▸ Data records
— Begin —

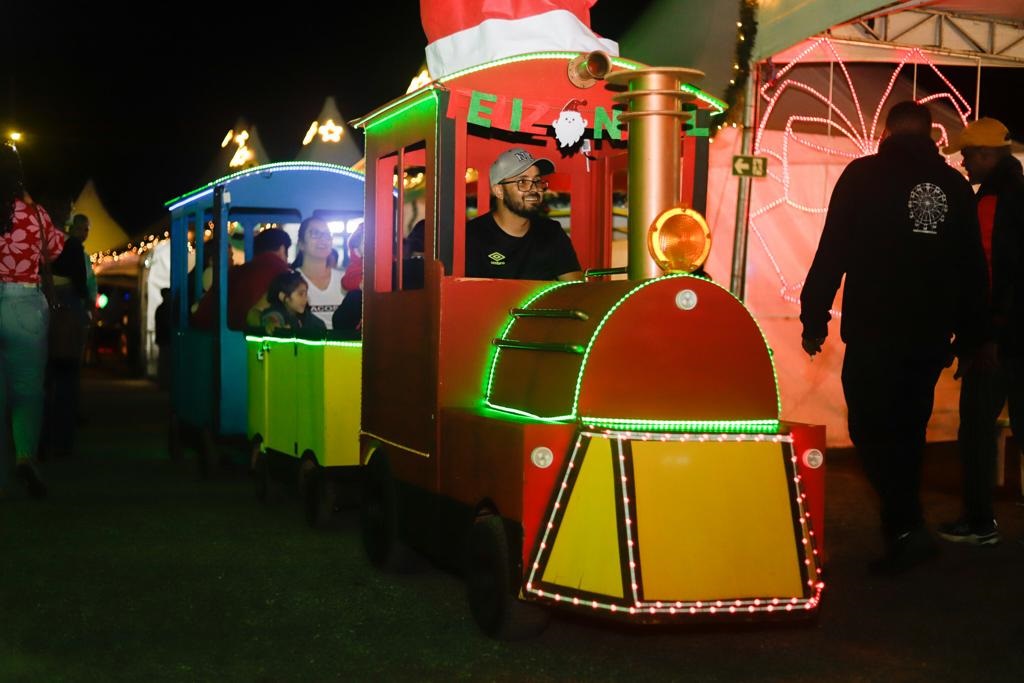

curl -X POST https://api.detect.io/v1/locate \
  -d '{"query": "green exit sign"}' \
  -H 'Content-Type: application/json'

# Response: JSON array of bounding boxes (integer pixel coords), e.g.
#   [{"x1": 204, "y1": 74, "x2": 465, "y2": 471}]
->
[{"x1": 732, "y1": 156, "x2": 768, "y2": 178}]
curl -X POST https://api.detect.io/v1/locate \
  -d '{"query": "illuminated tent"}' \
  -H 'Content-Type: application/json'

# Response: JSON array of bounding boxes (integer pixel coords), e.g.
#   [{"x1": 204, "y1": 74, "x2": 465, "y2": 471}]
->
[
  {"x1": 296, "y1": 97, "x2": 362, "y2": 167},
  {"x1": 203, "y1": 118, "x2": 270, "y2": 182},
  {"x1": 621, "y1": 0, "x2": 1024, "y2": 445},
  {"x1": 73, "y1": 180, "x2": 128, "y2": 254}
]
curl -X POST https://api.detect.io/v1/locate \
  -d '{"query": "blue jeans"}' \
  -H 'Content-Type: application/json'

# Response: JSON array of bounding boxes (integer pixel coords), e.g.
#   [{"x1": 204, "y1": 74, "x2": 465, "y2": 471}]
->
[{"x1": 0, "y1": 283, "x2": 49, "y2": 487}]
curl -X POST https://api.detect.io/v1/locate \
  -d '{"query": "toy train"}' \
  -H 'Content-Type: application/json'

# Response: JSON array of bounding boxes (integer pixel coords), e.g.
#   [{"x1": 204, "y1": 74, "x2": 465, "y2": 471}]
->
[{"x1": 165, "y1": 52, "x2": 825, "y2": 638}]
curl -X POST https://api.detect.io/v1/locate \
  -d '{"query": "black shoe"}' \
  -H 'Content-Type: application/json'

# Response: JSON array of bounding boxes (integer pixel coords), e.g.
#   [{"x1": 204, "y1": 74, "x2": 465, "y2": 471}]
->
[
  {"x1": 14, "y1": 462, "x2": 46, "y2": 500},
  {"x1": 867, "y1": 528, "x2": 939, "y2": 577},
  {"x1": 939, "y1": 519, "x2": 1000, "y2": 546}
]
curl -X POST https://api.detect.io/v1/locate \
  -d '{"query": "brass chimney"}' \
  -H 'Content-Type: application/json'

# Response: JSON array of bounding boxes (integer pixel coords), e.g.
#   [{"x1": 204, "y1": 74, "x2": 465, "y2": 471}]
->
[{"x1": 605, "y1": 67, "x2": 703, "y2": 280}]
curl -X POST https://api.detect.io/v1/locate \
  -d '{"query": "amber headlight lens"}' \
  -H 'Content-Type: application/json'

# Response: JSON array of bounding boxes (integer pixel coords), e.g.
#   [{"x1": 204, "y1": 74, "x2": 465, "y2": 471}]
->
[{"x1": 647, "y1": 207, "x2": 711, "y2": 272}]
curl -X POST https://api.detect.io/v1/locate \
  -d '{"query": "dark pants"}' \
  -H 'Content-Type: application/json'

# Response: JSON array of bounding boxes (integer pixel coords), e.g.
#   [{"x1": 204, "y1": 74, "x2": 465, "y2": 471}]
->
[
  {"x1": 42, "y1": 287, "x2": 89, "y2": 456},
  {"x1": 957, "y1": 357, "x2": 1024, "y2": 524},
  {"x1": 843, "y1": 344, "x2": 948, "y2": 542}
]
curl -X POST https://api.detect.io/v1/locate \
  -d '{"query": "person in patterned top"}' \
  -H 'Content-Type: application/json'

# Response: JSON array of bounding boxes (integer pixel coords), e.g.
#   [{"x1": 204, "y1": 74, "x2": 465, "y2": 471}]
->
[{"x1": 0, "y1": 144, "x2": 65, "y2": 499}]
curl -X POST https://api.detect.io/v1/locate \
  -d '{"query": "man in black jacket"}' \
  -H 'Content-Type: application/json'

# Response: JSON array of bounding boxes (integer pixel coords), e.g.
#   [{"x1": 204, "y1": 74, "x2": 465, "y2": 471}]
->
[
  {"x1": 939, "y1": 119, "x2": 1024, "y2": 546},
  {"x1": 800, "y1": 101, "x2": 987, "y2": 573}
]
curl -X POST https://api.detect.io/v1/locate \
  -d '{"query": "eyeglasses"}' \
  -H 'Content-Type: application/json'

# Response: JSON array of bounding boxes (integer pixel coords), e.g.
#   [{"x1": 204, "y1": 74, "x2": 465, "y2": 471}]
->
[
  {"x1": 306, "y1": 230, "x2": 332, "y2": 242},
  {"x1": 498, "y1": 178, "x2": 549, "y2": 193}
]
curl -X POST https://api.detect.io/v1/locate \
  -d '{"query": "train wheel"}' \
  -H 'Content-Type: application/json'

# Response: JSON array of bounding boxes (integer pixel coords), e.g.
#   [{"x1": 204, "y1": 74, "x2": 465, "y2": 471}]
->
[
  {"x1": 359, "y1": 453, "x2": 420, "y2": 572},
  {"x1": 252, "y1": 449, "x2": 281, "y2": 505},
  {"x1": 299, "y1": 455, "x2": 335, "y2": 528},
  {"x1": 466, "y1": 515, "x2": 550, "y2": 640},
  {"x1": 167, "y1": 413, "x2": 182, "y2": 460}
]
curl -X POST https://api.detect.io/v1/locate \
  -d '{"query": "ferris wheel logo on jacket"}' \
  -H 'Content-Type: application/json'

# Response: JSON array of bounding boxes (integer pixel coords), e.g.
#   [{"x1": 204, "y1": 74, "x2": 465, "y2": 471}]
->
[{"x1": 906, "y1": 182, "x2": 949, "y2": 234}]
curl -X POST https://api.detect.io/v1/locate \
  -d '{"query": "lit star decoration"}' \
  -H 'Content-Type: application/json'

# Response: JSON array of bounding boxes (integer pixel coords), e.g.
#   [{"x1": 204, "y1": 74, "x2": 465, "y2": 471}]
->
[
  {"x1": 302, "y1": 119, "x2": 345, "y2": 144},
  {"x1": 319, "y1": 119, "x2": 345, "y2": 142},
  {"x1": 229, "y1": 130, "x2": 253, "y2": 168},
  {"x1": 750, "y1": 38, "x2": 971, "y2": 307}
]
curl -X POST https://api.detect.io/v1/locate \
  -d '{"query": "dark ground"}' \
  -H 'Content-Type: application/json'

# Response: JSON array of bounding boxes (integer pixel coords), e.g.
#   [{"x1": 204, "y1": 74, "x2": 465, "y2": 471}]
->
[{"x1": 0, "y1": 373, "x2": 1024, "y2": 683}]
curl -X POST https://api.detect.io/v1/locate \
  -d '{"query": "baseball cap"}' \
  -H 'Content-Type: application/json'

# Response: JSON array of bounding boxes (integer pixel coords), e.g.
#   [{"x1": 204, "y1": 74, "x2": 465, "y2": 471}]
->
[
  {"x1": 490, "y1": 147, "x2": 555, "y2": 185},
  {"x1": 942, "y1": 118, "x2": 1010, "y2": 155}
]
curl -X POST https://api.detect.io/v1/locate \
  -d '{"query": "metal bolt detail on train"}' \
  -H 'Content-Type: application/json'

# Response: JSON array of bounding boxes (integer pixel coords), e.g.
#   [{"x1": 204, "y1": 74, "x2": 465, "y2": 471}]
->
[{"x1": 348, "y1": 52, "x2": 824, "y2": 638}]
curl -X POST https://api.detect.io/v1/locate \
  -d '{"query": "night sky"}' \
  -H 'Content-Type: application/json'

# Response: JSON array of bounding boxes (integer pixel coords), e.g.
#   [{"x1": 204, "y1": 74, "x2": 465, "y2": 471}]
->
[
  {"x1": 0, "y1": 0, "x2": 1024, "y2": 234},
  {"x1": 0, "y1": 0, "x2": 647, "y2": 234}
]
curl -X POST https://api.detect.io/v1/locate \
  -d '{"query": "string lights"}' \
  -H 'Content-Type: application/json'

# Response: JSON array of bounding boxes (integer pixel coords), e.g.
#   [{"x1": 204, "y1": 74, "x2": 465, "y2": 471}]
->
[
  {"x1": 749, "y1": 37, "x2": 971, "y2": 305},
  {"x1": 524, "y1": 429, "x2": 825, "y2": 617}
]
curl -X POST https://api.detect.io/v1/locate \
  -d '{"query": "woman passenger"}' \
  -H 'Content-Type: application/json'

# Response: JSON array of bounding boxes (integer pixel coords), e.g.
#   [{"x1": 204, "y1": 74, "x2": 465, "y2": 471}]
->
[
  {"x1": 292, "y1": 218, "x2": 345, "y2": 330},
  {"x1": 0, "y1": 144, "x2": 65, "y2": 498}
]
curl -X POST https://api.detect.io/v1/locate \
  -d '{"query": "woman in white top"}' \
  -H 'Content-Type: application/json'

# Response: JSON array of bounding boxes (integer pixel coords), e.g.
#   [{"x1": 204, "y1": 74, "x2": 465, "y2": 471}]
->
[{"x1": 292, "y1": 218, "x2": 345, "y2": 330}]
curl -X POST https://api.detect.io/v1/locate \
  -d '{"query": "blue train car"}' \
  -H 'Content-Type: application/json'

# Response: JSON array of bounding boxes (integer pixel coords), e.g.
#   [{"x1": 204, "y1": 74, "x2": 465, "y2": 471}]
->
[{"x1": 165, "y1": 162, "x2": 365, "y2": 474}]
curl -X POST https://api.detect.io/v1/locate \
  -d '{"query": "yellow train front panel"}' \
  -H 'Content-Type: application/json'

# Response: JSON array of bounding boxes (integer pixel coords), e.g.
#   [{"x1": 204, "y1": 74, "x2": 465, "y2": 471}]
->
[{"x1": 523, "y1": 430, "x2": 823, "y2": 620}]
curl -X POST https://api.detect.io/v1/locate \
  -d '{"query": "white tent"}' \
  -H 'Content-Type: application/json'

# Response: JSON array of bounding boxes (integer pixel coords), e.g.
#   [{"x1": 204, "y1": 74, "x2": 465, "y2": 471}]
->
[
  {"x1": 72, "y1": 180, "x2": 128, "y2": 254},
  {"x1": 622, "y1": 0, "x2": 1024, "y2": 445}
]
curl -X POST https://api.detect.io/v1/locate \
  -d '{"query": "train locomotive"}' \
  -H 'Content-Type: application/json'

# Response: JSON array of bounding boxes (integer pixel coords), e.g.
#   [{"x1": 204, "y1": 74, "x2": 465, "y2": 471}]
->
[{"x1": 355, "y1": 52, "x2": 825, "y2": 638}]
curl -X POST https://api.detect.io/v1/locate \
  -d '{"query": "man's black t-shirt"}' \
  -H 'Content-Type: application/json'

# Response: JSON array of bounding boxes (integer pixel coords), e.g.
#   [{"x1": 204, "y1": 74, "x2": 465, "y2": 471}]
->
[{"x1": 466, "y1": 213, "x2": 580, "y2": 280}]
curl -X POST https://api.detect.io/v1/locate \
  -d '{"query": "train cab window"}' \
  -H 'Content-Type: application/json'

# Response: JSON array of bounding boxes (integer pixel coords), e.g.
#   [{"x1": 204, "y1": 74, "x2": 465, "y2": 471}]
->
[
  {"x1": 609, "y1": 169, "x2": 630, "y2": 272},
  {"x1": 377, "y1": 142, "x2": 428, "y2": 292}
]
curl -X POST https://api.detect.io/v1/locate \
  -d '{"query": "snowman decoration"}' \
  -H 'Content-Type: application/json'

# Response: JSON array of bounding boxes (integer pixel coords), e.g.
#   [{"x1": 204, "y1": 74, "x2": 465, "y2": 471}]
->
[{"x1": 551, "y1": 98, "x2": 590, "y2": 147}]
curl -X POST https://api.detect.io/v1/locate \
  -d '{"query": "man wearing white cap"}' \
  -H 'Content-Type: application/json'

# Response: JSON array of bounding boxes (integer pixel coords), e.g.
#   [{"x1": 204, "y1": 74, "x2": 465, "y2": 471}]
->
[
  {"x1": 939, "y1": 118, "x2": 1024, "y2": 546},
  {"x1": 466, "y1": 147, "x2": 583, "y2": 280}
]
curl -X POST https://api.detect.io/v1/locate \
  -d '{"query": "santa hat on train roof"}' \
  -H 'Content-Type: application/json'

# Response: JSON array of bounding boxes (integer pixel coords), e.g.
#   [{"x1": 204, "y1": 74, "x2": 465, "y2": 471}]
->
[{"x1": 420, "y1": 0, "x2": 618, "y2": 79}]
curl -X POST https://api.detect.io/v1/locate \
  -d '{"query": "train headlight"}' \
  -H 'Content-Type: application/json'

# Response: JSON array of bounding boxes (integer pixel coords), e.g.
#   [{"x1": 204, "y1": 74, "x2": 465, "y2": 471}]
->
[{"x1": 647, "y1": 207, "x2": 711, "y2": 272}]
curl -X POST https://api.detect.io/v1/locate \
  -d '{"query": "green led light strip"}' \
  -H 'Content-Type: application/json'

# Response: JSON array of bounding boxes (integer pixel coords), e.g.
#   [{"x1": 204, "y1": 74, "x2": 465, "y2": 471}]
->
[
  {"x1": 679, "y1": 83, "x2": 729, "y2": 114},
  {"x1": 352, "y1": 86, "x2": 437, "y2": 130},
  {"x1": 164, "y1": 161, "x2": 366, "y2": 207},
  {"x1": 483, "y1": 281, "x2": 582, "y2": 409},
  {"x1": 246, "y1": 335, "x2": 362, "y2": 348},
  {"x1": 580, "y1": 416, "x2": 779, "y2": 434},
  {"x1": 484, "y1": 273, "x2": 782, "y2": 421},
  {"x1": 351, "y1": 52, "x2": 728, "y2": 129},
  {"x1": 572, "y1": 275, "x2": 685, "y2": 415},
  {"x1": 572, "y1": 273, "x2": 782, "y2": 420}
]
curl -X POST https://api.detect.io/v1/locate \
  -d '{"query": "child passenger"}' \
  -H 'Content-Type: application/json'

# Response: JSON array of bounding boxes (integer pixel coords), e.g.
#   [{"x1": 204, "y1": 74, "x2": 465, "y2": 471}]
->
[{"x1": 260, "y1": 270, "x2": 327, "y2": 334}]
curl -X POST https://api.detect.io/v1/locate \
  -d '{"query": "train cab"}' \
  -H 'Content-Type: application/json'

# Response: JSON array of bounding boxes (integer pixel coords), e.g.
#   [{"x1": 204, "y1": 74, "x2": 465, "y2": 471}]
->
[{"x1": 356, "y1": 52, "x2": 824, "y2": 638}]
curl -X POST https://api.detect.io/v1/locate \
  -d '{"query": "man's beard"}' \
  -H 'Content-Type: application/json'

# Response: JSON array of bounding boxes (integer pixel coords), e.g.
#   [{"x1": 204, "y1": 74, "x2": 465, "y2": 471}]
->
[{"x1": 502, "y1": 195, "x2": 544, "y2": 218}]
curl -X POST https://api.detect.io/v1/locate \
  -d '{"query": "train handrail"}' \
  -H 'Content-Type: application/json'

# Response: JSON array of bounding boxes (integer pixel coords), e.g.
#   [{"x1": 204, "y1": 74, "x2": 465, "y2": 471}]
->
[
  {"x1": 583, "y1": 265, "x2": 628, "y2": 280},
  {"x1": 492, "y1": 338, "x2": 586, "y2": 355},
  {"x1": 509, "y1": 308, "x2": 590, "y2": 321}
]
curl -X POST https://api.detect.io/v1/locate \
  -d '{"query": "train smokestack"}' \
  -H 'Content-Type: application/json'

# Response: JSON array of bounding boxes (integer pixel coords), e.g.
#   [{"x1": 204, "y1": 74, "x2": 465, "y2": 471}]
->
[{"x1": 605, "y1": 67, "x2": 703, "y2": 280}]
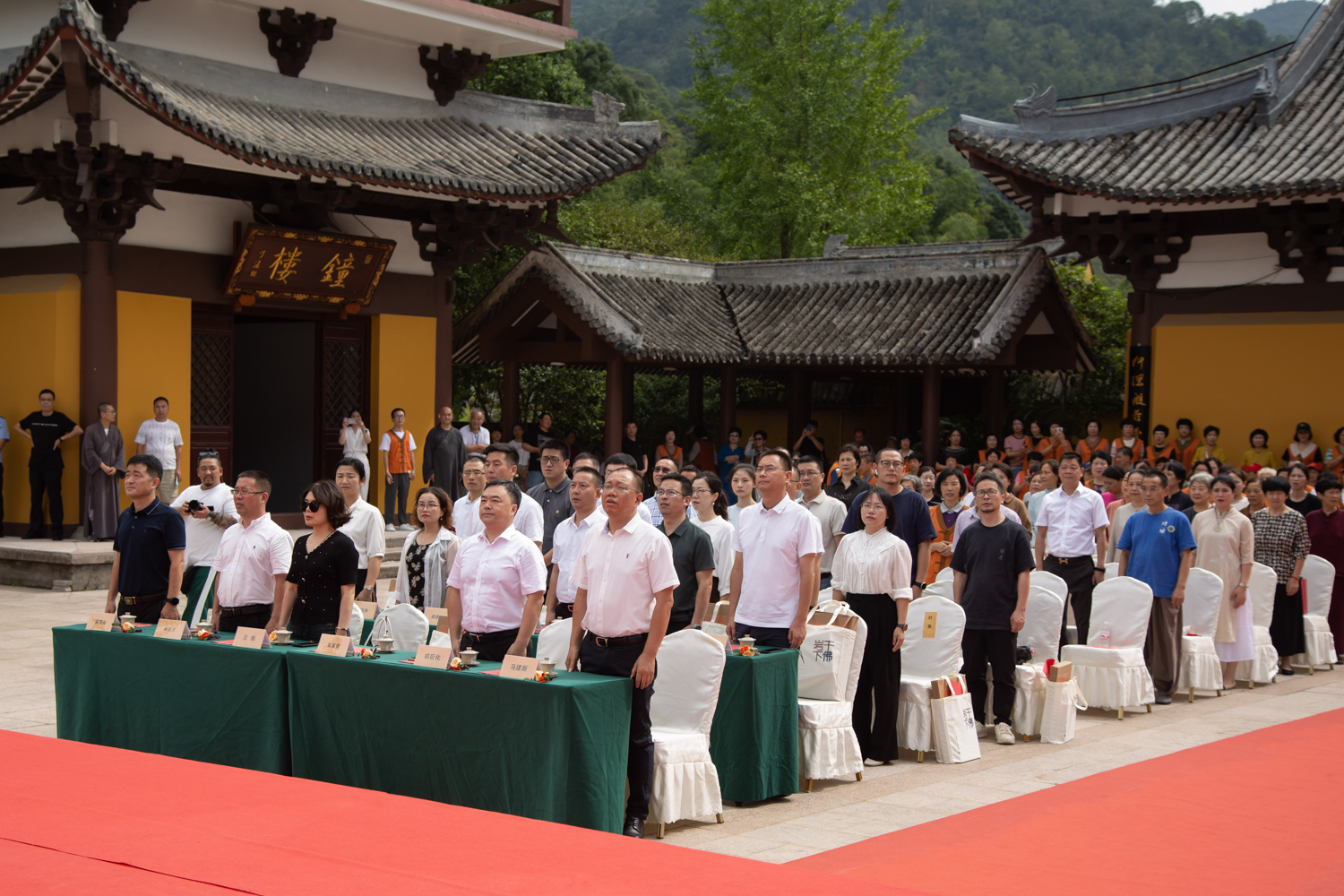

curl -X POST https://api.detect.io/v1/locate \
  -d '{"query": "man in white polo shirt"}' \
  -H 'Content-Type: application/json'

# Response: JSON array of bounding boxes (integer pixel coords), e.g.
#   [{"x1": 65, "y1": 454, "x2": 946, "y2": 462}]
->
[
  {"x1": 445, "y1": 480, "x2": 546, "y2": 662},
  {"x1": 211, "y1": 470, "x2": 295, "y2": 632},
  {"x1": 1037, "y1": 452, "x2": 1110, "y2": 650},
  {"x1": 564, "y1": 469, "x2": 680, "y2": 837},
  {"x1": 546, "y1": 466, "x2": 607, "y2": 625},
  {"x1": 728, "y1": 449, "x2": 823, "y2": 648}
]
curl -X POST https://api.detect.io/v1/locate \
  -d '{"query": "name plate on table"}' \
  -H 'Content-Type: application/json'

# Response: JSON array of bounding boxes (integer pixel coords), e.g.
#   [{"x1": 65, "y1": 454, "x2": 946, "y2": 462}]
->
[
  {"x1": 314, "y1": 629, "x2": 349, "y2": 657},
  {"x1": 155, "y1": 619, "x2": 187, "y2": 641},
  {"x1": 416, "y1": 643, "x2": 453, "y2": 669},
  {"x1": 85, "y1": 613, "x2": 117, "y2": 632},
  {"x1": 234, "y1": 626, "x2": 271, "y2": 650},
  {"x1": 500, "y1": 657, "x2": 538, "y2": 678}
]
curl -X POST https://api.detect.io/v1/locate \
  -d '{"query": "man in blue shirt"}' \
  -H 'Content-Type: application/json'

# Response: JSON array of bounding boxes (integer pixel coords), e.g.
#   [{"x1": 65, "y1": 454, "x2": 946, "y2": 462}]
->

— End —

▸ What is required
Extract every line of the records above that contains the word "white", treating uppercase and lowercase as different.

▸ Solution to this task
  -d '{"query": "woman in white top"}' \
  -d '{"query": "white tent"}' \
  -d '{"query": "man wearing white cap"}' \
  -d '{"query": "man in white polo shirt"}' \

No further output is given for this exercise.